── Text excerpt ──
Physical and Organic Iodine

Theory of Trace Elements

A trace element's essentiality is difficult to demonstrate, for, in contrast to bulk and macro elements that are ingested and concentrated in living tissue at levels measured in grams and kilos, trace elements are ingested and concentrated in tissue at low concentrations and are measured in milligrams and micrograms. The biological role of only a few of these elements is known at present, but the list is expanding. An early definition of essentiality held that an element is essential if it is required for the maintenance of life and if the organism dies in its absence. The definition was problematic, however, for even in a laboratory experiment it is difficult to eliminate all traces of any particular element and hence to demonstrate that death follows from total deficiency. As a result, a more workable definition of what is essential has been proposed:

An element is essential when a deficient intake consistently results in an impairment of a function from optimal to suboptimal and when supplementation with physiological levels of this element, but not of others, prevents or cures this impairment. (Mertz 1981)
───
── Data provided ──
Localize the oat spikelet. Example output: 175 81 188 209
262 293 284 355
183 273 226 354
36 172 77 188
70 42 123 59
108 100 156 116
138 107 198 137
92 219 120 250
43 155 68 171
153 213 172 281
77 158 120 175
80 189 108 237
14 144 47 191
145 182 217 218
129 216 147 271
───
▸ Exercise A:
Retype the passage on trace elements, starting at "An element is essential when" and ending at "impairment. (Mertz 1981)".
▸ Exercise B:
In the passage on trace elements, what units are used to measure the concentrations of trace elements in tissue?
▸ Exercise C:
Pick up the passage on trace elements after its last sentence and keep writing it.

▸ Exercise result A:
An element is essential when a deficient intake consistently results in an impairment of a function from optimal to suboptimal and when supplementation with physiological levels of this element, but not of others, prevents or cures this impairment. (Mertz 1981)

▸ Exercise result B:
Milligrams and micrograms.

▸ Exercise result C:
A trace element is now considered essential if on ingestion in suboptimal amounts, it impairs function and on supplementation, restores it. This change in definition is significant for health policy because the presence of apparently unafflicted individuals amid a population believed to be deficient posed, according to the old definition, a problem: their very presence cast doubt on the notion that the element was essential to the maintenance of life. A well-formed, intelligent individual amid a cretinous and goitrous population seemed, in the case of iodine, to call into question the whole idea of essentiality. The new definition disposes of that obstacle to prophylaxis.

The Dose Response Curve

The dose response curve (fig. 1) illustrates the new definition. It facilitates consideration of impaired function and deals with overintake as well as deficiency. Arsenic's toxic effects in large doses are well known, for example, but its deficiency effects are only beginning to be documented. Conversely, effects of molybdenum deficiency were well known before its toxic effects were even surmised.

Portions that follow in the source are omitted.